— Your task —
Write out the line that contains "the sidewalk, put", then every following line to the end of the records below, with no other lines and no changes.

Photo-based referring expression data:

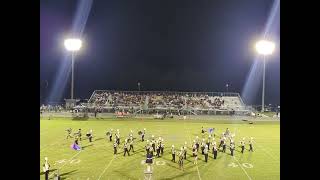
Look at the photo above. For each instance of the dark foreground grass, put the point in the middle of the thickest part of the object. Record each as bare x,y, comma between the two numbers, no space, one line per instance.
96,160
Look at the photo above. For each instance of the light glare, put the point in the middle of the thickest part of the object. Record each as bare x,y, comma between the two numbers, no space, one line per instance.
265,47
73,44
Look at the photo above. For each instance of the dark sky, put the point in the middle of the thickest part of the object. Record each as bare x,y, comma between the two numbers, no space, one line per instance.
183,45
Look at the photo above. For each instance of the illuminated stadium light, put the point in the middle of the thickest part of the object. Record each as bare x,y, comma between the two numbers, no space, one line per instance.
265,47
73,44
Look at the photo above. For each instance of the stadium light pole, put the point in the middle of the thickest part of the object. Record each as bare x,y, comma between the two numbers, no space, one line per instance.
264,47
73,45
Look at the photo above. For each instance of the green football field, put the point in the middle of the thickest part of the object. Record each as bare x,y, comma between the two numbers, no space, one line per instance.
96,160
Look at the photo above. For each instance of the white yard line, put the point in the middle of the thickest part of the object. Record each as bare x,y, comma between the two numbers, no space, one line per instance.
67,162
265,151
242,168
45,147
70,159
275,159
106,167
188,132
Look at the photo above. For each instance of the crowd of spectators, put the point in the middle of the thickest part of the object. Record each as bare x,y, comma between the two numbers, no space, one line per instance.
51,108
157,100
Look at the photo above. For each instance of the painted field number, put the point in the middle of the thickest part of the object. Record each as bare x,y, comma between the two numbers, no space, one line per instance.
246,165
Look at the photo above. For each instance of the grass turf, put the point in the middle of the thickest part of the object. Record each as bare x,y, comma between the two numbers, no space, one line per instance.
96,160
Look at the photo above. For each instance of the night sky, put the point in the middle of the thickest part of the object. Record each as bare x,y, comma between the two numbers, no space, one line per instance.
183,45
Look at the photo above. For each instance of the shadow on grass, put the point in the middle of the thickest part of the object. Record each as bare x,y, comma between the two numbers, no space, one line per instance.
50,171
83,147
178,176
68,173
98,139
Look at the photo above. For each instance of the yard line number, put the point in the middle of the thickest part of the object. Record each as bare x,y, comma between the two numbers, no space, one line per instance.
246,165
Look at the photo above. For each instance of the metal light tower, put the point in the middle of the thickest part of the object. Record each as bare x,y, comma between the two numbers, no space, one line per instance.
264,48
73,45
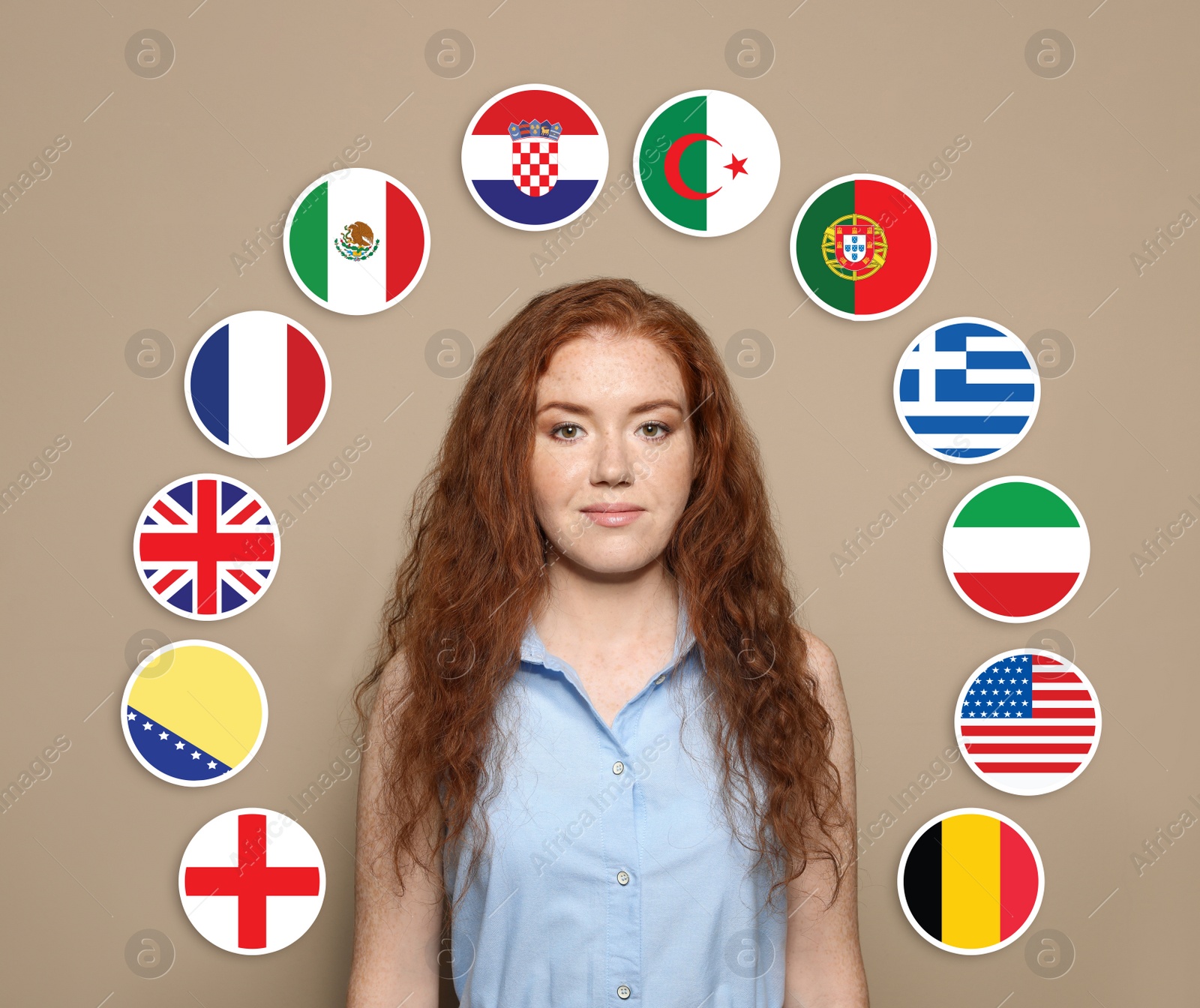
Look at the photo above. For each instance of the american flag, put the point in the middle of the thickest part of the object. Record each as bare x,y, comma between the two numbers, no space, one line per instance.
1029,723
207,546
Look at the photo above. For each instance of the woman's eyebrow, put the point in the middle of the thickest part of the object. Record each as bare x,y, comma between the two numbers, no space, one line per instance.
646,407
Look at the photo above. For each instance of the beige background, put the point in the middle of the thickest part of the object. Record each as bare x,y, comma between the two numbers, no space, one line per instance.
166,178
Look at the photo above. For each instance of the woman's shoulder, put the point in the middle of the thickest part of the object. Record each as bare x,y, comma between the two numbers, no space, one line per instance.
821,659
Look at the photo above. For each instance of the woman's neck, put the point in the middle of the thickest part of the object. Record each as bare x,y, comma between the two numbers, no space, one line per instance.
598,610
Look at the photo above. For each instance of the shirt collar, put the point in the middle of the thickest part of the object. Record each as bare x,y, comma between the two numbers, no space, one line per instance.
534,651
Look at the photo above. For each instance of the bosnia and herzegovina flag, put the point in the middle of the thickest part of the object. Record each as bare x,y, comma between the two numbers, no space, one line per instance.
357,242
257,384
491,154
903,246
971,881
1016,549
195,713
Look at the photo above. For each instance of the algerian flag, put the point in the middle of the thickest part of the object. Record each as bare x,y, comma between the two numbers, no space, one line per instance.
357,242
707,164
1016,549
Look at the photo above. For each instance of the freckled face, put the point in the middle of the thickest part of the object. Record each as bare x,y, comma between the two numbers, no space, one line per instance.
612,462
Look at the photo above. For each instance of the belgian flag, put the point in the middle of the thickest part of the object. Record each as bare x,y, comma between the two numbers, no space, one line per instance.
971,881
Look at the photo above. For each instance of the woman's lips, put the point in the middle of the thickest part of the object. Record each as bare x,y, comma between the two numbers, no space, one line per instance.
614,515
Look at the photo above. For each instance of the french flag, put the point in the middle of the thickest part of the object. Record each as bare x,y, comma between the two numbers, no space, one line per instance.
257,384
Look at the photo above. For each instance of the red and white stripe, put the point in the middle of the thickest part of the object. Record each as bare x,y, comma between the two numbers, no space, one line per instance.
1041,754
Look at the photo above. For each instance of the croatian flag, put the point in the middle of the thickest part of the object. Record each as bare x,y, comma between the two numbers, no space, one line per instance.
257,384
968,390
534,158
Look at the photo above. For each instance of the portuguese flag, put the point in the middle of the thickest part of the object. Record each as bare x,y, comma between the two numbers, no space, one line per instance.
971,882
1017,549
707,164
357,242
902,252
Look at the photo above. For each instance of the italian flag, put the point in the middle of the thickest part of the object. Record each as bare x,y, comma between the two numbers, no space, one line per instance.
1017,549
707,164
390,264
909,246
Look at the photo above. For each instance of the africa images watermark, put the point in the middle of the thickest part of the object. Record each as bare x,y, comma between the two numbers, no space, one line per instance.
40,470
339,770
566,237
939,770
39,171
855,548
1155,548
1160,244
261,243
339,471
1157,846
564,837
39,770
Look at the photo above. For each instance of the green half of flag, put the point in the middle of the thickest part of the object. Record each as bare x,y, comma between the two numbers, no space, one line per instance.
308,242
1017,504
686,117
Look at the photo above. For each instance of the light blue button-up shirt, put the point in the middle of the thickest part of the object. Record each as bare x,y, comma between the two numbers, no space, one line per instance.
612,878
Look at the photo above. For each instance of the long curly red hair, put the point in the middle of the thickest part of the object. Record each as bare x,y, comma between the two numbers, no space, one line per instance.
474,573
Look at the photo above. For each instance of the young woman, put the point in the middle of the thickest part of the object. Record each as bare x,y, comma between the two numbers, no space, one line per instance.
594,724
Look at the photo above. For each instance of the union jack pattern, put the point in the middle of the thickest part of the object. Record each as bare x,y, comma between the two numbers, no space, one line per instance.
207,546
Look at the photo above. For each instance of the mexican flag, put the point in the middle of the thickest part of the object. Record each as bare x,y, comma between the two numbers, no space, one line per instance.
357,242
856,215
707,164
1017,549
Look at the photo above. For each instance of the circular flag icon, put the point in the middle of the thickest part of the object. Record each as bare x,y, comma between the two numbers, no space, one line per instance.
971,881
357,242
534,158
252,881
195,713
207,546
706,164
966,390
863,246
1029,722
1016,549
257,384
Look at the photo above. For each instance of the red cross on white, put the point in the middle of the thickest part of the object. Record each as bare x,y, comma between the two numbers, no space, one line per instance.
252,881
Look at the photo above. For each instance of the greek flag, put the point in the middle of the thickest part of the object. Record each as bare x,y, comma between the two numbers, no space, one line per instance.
968,390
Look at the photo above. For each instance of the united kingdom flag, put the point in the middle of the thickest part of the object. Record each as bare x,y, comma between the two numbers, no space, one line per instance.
207,546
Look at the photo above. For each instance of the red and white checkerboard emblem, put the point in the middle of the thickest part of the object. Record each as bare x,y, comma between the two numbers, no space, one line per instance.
534,166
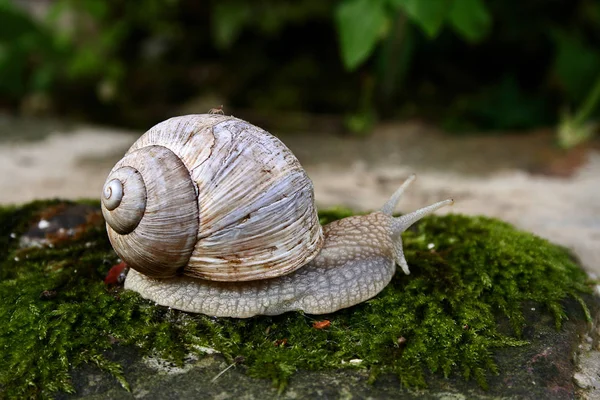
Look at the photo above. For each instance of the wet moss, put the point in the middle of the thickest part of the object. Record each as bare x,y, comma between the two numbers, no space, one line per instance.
467,274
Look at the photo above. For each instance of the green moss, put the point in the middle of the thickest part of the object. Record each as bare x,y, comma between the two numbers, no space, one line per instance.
467,274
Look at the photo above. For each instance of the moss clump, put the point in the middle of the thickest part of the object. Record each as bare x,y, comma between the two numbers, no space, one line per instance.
466,274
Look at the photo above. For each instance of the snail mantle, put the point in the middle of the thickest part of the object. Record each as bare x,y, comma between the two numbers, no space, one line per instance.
216,216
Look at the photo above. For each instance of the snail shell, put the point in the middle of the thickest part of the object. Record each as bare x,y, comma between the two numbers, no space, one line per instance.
211,197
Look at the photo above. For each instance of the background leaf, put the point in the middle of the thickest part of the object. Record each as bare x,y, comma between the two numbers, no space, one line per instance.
359,25
429,15
470,19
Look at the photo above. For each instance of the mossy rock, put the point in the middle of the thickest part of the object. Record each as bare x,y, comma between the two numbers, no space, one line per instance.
483,300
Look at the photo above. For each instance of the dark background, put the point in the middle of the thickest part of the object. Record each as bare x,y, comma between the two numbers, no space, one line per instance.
466,65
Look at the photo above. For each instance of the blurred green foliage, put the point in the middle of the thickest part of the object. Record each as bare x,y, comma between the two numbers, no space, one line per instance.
467,64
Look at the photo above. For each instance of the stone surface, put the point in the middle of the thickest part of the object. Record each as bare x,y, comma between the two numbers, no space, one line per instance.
522,179
542,370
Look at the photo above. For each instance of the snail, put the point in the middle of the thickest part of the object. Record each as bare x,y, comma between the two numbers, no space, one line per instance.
216,216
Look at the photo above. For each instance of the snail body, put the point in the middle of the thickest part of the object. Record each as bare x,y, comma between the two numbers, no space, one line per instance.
216,216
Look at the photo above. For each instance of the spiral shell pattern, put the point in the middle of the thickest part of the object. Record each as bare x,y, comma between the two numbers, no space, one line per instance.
224,200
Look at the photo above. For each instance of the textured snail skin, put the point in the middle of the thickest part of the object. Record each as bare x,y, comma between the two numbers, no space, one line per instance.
357,260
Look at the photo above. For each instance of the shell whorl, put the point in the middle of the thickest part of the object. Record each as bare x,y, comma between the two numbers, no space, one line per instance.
153,227
255,204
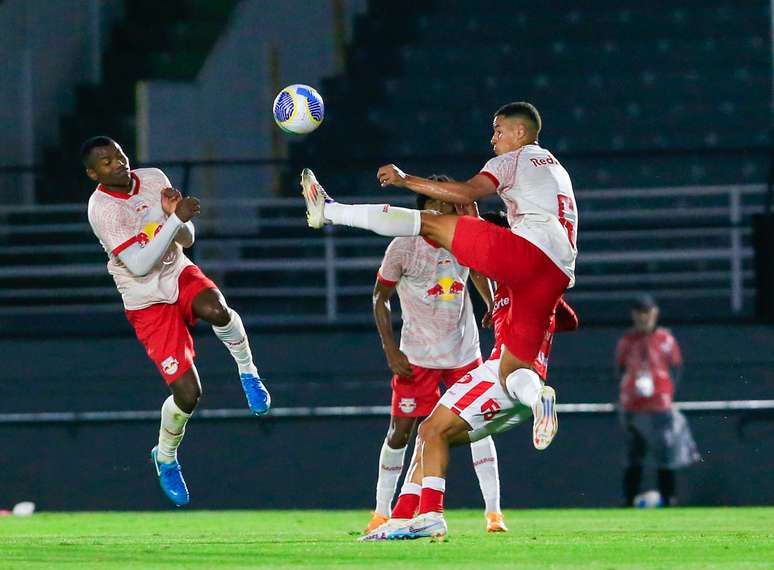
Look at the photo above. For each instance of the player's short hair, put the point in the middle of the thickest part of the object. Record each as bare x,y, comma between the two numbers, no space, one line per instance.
497,218
422,199
92,143
523,110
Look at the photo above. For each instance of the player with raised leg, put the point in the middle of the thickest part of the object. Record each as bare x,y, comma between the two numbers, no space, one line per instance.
563,320
438,344
143,224
534,259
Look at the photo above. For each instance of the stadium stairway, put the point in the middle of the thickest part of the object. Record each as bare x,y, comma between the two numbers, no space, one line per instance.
155,40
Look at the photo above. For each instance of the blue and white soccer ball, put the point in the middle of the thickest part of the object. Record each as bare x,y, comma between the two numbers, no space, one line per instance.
298,109
648,500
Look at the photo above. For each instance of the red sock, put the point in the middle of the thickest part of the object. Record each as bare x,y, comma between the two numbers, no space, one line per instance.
431,500
406,506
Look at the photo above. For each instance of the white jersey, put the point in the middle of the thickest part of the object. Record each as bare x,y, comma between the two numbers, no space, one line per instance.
541,207
120,220
439,327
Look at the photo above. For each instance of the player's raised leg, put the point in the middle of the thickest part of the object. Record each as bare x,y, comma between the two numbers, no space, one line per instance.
210,306
175,413
484,455
523,384
382,219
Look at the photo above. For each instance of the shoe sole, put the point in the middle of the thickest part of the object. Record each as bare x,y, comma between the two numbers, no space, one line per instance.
155,461
435,536
545,423
314,200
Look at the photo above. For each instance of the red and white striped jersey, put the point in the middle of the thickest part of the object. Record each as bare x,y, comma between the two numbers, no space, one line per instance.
541,207
439,326
121,220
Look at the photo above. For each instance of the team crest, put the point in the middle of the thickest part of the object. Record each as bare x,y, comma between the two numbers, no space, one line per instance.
169,365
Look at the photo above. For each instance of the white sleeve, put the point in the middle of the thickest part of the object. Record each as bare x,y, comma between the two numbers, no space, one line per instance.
140,260
186,235
501,169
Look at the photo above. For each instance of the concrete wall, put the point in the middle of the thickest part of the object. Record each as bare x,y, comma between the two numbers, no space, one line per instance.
226,113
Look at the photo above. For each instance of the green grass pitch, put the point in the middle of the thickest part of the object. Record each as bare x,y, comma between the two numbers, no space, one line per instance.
603,539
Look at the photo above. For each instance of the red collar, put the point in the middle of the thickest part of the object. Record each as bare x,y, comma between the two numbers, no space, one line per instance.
123,195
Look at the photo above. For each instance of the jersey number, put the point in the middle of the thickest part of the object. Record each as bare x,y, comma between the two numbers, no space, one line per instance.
567,216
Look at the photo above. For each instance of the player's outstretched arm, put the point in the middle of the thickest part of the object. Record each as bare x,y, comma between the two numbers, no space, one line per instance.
186,235
450,192
170,198
396,360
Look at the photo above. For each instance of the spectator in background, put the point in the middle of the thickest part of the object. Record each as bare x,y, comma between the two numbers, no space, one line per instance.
649,365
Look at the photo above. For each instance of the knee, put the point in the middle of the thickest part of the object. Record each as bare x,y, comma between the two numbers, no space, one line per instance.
187,396
397,438
430,431
218,314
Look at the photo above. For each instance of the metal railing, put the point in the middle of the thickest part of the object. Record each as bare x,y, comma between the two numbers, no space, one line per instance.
680,243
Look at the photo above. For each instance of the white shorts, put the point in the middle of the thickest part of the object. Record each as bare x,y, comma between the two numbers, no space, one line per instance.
480,400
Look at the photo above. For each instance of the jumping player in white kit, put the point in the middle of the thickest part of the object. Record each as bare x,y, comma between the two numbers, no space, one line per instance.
143,224
563,320
534,258
439,344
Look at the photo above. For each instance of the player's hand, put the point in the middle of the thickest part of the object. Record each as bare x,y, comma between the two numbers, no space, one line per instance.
398,363
391,175
169,199
467,209
187,208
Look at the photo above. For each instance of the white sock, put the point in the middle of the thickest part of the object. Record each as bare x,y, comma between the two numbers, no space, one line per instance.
172,429
485,463
382,219
524,385
233,335
390,467
410,488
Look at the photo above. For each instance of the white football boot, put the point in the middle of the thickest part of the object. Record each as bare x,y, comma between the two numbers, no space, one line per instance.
315,198
545,423
381,532
428,525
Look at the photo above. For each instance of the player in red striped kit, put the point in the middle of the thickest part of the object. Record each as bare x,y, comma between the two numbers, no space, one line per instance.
564,320
144,224
534,259
438,344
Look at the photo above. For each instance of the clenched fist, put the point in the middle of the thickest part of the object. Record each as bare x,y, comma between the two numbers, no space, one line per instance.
391,175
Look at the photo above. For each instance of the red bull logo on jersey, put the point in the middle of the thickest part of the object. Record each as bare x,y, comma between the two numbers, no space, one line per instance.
543,161
447,289
170,365
149,232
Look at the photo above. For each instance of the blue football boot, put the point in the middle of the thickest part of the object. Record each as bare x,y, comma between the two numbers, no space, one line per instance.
428,525
258,397
171,480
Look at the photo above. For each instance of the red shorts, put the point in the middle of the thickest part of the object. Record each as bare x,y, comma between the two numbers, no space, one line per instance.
163,328
416,396
534,282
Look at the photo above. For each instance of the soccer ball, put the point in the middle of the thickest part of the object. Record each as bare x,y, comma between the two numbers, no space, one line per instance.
298,109
648,500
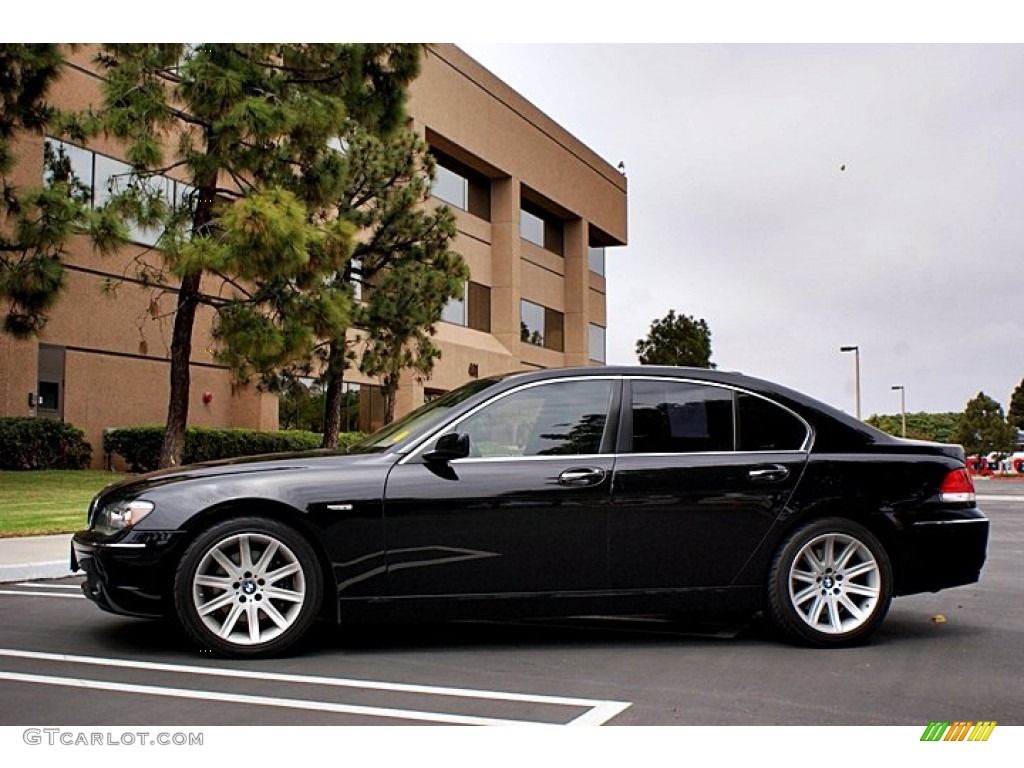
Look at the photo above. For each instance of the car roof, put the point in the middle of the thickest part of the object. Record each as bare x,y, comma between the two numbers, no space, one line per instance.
834,428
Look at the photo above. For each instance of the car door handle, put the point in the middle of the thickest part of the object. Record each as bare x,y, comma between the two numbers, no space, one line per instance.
578,477
771,473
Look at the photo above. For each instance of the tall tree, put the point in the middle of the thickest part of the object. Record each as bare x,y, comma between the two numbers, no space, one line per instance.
1015,415
258,238
922,425
676,340
983,428
36,223
401,259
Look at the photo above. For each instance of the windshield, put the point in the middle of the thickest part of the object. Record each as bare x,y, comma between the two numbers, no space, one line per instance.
420,420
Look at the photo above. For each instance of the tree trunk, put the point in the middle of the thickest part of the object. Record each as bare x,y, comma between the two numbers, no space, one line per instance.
389,386
336,367
177,406
184,321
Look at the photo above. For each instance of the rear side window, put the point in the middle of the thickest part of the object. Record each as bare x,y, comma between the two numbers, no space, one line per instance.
675,417
765,426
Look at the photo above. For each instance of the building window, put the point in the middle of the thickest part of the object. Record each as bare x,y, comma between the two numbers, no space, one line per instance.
541,326
99,177
597,343
451,187
541,229
472,310
554,419
531,227
455,310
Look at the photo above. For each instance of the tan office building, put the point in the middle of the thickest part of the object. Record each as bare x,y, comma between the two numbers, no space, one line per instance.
536,209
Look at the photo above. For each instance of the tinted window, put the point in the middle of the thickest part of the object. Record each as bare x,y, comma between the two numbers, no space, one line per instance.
765,426
672,417
559,419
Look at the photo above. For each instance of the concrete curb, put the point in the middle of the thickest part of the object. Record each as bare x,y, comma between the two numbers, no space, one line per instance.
28,571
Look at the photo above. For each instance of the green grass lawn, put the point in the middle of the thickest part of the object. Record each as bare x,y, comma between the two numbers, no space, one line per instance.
49,501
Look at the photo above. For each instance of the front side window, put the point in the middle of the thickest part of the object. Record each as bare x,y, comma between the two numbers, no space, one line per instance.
451,187
531,227
675,417
596,340
541,326
558,419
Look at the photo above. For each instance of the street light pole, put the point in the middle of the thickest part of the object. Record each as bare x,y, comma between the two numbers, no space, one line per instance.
902,404
856,372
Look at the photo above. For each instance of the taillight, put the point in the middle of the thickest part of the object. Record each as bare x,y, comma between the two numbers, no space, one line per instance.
957,486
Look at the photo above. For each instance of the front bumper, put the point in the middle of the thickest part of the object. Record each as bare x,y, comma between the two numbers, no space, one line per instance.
128,574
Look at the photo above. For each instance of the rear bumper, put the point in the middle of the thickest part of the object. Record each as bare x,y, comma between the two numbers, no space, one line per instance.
128,578
943,553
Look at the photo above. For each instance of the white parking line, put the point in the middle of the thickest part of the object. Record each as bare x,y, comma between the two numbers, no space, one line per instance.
598,712
39,586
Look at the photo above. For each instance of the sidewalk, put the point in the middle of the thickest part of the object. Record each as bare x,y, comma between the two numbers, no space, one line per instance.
28,557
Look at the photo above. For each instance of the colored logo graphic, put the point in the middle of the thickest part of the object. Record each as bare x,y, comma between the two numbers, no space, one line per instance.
961,730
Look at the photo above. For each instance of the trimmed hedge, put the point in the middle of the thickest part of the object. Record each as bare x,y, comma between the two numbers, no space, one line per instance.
139,446
28,442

— Task result —
Look at the photo above. For each instance of the sidewalk, put the point in the middle of the thickest part of the object. Record each as bare x,y, comma between the two numbers, no space, one line per instance.
28,557
Look at the photo above. For each instance of the colored logo graphic, put the point in the middle of the thickest part of the object. Record each as bare x,y, comma between the two numbers, no space, one line per instance.
961,730
Look at the photo above. For each instance of the trimmed hedge, put the point in the middle of the thickest part of the object. Record each as bare x,y, comma between the two numbers, no space, one line per instance.
139,446
28,442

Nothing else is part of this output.